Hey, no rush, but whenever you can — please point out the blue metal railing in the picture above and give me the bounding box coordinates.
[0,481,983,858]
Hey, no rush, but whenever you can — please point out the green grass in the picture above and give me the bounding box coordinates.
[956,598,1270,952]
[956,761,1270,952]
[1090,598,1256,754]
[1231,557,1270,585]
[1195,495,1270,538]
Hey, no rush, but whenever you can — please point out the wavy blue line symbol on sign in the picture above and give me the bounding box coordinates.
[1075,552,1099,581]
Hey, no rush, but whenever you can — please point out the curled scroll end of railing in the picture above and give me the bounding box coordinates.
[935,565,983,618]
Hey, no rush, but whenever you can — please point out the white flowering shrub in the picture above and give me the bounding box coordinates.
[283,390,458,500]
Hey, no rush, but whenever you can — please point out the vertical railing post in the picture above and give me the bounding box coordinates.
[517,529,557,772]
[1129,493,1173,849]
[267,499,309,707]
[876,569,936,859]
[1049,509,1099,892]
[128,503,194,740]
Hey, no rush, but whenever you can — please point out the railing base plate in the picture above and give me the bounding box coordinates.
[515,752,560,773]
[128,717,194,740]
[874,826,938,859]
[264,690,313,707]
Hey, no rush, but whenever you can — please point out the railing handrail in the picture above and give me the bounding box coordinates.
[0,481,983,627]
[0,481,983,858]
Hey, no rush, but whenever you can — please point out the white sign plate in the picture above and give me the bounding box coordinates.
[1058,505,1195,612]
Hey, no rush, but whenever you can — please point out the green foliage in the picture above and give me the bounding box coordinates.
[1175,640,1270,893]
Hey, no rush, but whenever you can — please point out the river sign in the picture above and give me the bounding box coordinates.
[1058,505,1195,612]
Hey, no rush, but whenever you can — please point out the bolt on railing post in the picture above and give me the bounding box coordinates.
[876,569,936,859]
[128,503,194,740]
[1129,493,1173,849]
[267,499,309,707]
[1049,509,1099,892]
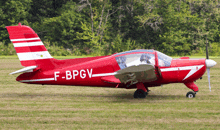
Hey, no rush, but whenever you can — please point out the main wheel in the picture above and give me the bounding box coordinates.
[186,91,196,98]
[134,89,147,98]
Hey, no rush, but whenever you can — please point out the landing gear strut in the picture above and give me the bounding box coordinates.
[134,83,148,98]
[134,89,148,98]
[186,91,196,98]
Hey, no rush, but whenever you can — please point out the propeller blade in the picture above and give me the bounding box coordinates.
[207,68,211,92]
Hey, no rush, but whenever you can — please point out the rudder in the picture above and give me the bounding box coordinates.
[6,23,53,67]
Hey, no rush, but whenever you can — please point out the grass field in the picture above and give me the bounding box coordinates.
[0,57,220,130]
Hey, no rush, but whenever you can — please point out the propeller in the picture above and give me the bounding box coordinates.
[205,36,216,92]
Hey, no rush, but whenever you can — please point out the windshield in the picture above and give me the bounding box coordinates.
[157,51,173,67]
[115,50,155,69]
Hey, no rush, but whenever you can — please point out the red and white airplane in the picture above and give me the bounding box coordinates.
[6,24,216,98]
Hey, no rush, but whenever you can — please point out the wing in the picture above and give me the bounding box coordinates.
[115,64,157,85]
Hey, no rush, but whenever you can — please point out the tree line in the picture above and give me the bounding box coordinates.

* * *

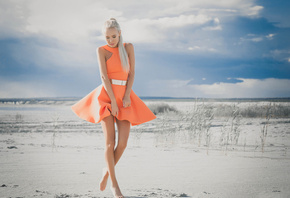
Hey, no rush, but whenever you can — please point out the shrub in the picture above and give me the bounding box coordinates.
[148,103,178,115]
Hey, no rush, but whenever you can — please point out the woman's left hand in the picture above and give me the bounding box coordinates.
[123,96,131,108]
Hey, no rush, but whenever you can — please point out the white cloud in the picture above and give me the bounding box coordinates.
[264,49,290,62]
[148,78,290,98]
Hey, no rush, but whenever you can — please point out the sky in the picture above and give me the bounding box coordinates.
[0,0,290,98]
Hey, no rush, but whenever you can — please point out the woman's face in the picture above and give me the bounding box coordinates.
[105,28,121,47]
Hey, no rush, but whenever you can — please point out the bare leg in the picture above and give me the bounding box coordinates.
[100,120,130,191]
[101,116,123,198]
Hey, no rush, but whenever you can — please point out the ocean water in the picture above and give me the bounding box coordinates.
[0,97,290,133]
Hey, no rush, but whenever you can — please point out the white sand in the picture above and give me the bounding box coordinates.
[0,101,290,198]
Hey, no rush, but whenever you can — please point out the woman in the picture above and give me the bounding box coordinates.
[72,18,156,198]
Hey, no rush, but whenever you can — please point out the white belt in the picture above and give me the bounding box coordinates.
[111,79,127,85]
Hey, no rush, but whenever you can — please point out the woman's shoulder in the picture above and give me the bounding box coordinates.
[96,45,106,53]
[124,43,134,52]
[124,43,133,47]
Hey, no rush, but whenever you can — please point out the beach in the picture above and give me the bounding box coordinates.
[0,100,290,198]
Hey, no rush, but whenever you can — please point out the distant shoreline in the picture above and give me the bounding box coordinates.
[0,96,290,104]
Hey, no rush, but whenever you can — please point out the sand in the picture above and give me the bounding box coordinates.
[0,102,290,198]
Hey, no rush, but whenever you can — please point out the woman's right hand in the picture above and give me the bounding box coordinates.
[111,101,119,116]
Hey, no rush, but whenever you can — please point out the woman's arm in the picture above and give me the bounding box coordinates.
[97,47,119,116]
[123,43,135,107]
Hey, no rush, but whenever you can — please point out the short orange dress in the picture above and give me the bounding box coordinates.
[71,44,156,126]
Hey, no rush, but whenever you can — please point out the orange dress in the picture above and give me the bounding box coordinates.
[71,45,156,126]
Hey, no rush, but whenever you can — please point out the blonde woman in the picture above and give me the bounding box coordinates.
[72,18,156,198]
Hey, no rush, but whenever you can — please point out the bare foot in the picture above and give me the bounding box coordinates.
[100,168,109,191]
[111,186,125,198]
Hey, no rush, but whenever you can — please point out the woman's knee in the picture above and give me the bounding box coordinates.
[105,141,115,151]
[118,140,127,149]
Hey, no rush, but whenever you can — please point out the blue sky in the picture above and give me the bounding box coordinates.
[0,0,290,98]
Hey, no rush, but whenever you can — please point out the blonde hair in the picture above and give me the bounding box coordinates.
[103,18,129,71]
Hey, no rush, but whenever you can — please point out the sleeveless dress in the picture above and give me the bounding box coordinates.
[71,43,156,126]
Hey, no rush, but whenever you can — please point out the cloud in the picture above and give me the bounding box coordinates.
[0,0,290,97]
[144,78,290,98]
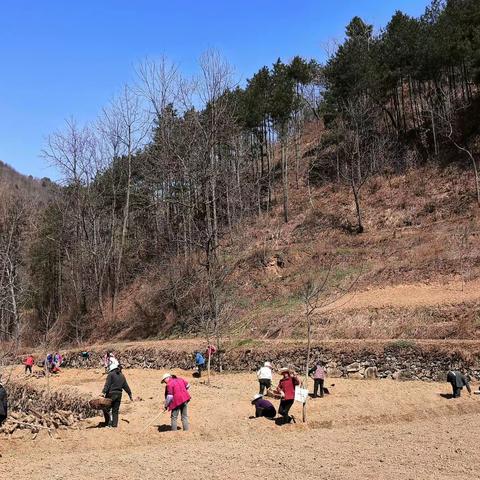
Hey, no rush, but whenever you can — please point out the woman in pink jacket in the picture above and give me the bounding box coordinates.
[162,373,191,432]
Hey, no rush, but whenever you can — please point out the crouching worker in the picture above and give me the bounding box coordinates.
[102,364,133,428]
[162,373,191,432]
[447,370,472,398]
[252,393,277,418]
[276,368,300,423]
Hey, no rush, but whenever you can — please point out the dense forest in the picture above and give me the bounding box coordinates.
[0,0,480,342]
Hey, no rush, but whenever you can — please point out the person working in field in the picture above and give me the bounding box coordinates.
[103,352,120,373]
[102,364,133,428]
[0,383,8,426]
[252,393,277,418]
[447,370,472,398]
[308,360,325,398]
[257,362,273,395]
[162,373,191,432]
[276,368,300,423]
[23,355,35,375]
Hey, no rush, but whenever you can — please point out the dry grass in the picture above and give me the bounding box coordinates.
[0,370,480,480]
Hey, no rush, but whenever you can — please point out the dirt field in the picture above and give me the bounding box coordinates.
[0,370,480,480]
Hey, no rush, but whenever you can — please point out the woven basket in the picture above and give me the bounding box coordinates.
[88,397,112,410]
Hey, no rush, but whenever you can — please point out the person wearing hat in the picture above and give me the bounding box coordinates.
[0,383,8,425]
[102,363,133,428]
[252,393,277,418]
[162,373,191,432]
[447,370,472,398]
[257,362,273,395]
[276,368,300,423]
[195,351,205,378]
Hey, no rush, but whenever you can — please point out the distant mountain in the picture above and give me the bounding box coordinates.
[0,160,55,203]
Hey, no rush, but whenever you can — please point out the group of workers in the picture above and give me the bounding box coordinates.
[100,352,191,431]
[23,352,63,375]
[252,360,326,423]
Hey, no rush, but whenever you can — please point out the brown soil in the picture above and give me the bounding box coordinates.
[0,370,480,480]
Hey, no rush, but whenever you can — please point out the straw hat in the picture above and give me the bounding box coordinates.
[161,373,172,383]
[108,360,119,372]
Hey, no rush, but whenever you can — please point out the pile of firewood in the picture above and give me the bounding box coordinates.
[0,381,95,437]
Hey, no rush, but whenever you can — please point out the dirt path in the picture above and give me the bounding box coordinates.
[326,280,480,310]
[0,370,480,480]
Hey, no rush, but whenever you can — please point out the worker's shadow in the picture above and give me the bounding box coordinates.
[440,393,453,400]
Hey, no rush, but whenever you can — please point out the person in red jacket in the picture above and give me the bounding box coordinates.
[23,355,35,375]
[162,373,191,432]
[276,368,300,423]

• TASK DESCRIPTION
Format the lines of the items above, from the line containing "the woman's shoulder" through the line containing "[0,102,290,198]", inclusive, as a JSON list of strings with one string per line. Leave out any blank lines.

• THE RESULT
[
  "Hey, no rush, but whenever you can — please point out the woman's shoulder in the picture above and give me the bounding box coordinates.",
  "[96,45,106,53]",
  "[124,43,134,52]",
  "[124,43,133,47]",
  "Hey, no rush, but whenever you can — please point out the beach in the picture above and give me the bounding box coordinates.",
  "[0,100,290,198]",
  "Hey, no rush, but whenever you can — please point out the distant shoreline in the picture above and give me the bounding box coordinates.",
  "[0,96,290,104]",
  "Hey, no rush, but whenever you can — please point out the sand in the picture above and give me the bounding box coordinates.",
  "[0,102,290,198]"
]